* _What is expected_
Quote word for word the part of the listing that opens with the line containing "Where can you spot the chrome" and closes with the line containing "column 89, row 62", including both of those lines.

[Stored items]
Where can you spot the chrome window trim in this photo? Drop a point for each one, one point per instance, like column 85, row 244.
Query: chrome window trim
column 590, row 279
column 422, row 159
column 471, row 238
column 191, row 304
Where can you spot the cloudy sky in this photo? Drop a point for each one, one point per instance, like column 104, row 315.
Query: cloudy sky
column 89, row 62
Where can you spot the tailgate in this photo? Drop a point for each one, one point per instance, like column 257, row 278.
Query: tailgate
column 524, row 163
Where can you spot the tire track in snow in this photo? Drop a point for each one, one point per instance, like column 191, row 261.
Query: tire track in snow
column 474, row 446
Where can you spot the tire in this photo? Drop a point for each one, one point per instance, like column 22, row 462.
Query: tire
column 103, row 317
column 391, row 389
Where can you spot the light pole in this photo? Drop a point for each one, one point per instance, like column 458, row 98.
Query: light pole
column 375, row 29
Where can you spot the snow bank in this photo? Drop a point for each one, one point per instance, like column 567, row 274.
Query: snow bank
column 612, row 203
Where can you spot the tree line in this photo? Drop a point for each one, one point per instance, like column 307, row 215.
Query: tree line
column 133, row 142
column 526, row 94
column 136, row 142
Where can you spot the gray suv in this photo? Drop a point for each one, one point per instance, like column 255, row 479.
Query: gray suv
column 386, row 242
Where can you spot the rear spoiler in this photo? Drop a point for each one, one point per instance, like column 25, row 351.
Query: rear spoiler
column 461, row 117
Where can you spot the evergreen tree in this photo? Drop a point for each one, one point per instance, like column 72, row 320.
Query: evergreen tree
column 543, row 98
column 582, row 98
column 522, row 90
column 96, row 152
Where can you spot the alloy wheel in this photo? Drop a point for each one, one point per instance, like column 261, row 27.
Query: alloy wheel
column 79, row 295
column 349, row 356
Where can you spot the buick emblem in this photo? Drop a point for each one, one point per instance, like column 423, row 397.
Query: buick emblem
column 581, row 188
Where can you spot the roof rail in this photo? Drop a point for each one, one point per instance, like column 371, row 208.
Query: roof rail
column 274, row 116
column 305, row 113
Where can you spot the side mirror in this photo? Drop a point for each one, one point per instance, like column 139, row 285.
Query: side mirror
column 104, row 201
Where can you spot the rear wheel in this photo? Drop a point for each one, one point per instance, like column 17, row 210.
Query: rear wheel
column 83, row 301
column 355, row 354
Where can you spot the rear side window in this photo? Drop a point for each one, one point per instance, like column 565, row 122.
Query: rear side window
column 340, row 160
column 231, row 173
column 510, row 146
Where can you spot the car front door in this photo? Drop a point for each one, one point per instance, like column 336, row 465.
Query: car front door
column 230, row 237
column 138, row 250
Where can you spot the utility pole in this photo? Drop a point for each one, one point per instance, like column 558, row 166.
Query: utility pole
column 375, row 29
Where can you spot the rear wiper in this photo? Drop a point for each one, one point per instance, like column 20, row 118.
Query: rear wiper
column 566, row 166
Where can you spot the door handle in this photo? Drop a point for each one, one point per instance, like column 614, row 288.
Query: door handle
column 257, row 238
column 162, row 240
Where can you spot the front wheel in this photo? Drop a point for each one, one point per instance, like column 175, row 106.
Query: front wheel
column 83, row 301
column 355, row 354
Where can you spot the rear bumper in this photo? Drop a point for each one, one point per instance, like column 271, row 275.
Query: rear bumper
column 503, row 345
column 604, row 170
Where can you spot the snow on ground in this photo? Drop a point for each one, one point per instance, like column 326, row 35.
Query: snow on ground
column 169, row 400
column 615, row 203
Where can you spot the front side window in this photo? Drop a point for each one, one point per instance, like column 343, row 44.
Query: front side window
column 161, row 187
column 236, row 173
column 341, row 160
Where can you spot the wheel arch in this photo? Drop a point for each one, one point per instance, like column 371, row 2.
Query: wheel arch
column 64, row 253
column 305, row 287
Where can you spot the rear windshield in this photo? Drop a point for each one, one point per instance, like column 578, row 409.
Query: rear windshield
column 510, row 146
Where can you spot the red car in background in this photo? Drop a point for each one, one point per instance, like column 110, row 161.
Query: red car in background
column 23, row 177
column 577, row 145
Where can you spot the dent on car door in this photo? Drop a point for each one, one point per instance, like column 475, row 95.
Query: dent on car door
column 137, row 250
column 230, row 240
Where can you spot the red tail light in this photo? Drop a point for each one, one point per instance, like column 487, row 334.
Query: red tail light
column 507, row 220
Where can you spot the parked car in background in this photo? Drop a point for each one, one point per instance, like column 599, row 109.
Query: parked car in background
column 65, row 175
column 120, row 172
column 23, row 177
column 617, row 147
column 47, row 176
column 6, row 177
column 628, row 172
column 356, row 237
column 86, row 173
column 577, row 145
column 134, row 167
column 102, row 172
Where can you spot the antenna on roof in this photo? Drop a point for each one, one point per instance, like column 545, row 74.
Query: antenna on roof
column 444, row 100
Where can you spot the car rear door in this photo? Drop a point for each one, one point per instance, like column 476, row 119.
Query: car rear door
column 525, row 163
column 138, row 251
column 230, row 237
---
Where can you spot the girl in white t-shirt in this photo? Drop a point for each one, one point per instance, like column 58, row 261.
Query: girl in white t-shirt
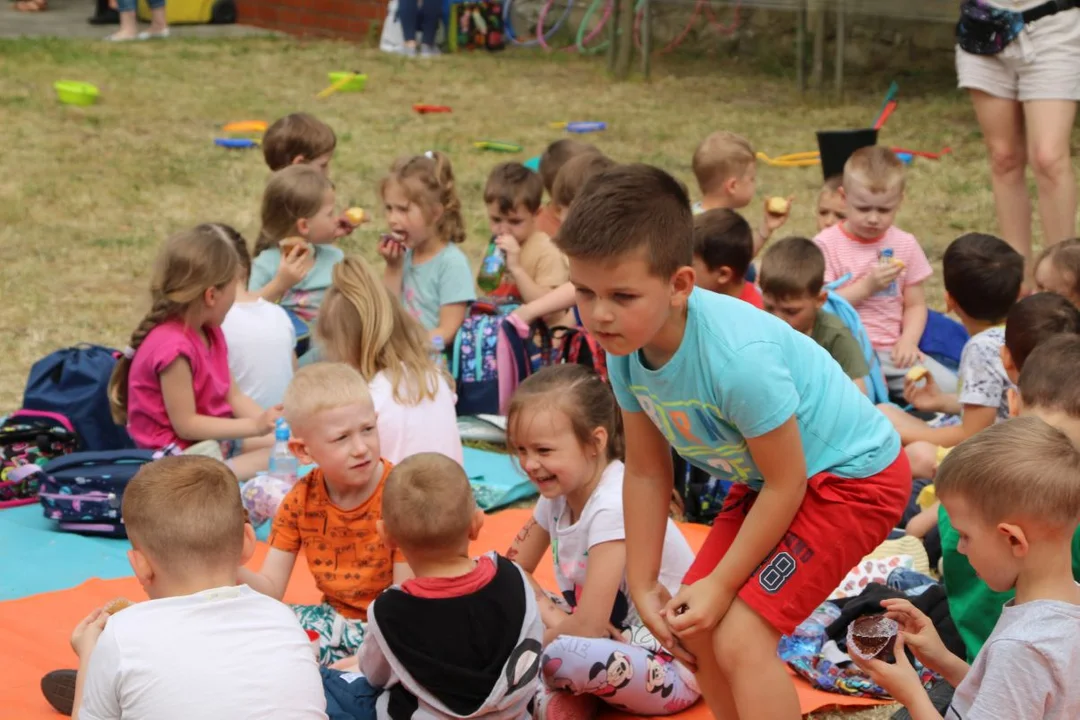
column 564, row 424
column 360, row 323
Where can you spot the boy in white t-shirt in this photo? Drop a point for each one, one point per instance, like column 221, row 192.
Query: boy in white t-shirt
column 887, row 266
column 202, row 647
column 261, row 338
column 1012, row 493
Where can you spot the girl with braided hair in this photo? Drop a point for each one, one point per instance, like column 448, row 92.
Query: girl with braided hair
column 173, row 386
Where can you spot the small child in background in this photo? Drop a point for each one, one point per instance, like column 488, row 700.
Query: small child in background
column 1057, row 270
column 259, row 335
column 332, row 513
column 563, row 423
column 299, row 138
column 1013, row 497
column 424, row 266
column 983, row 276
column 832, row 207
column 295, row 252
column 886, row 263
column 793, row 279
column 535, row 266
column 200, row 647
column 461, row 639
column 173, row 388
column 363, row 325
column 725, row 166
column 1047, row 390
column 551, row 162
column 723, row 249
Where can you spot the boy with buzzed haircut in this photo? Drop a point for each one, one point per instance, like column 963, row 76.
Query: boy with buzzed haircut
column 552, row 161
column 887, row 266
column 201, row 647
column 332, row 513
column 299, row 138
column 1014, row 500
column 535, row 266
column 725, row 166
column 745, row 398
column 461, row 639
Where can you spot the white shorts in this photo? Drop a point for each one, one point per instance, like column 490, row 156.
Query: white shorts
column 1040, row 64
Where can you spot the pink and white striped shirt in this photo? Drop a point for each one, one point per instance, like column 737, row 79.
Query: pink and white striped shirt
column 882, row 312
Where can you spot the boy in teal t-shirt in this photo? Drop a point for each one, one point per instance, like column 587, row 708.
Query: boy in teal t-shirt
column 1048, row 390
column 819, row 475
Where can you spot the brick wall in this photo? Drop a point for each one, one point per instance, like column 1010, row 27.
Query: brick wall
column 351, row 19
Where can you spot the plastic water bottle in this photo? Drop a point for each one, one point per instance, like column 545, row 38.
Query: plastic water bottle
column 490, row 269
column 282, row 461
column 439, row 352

* _Full solution_
Where can you spot the chrome window trim in this photo? Drop a point for each one, one point per instance, like column 85, row 244.
Query: chrome window trim
column 590, row 279
column 422, row 159
column 471, row 238
column 191, row 304
Where can you spot the cloudy sky in this photo? Drop a point for each one, one point per instance, like column 104, row 315.
Query: cloudy sky
column 89, row 62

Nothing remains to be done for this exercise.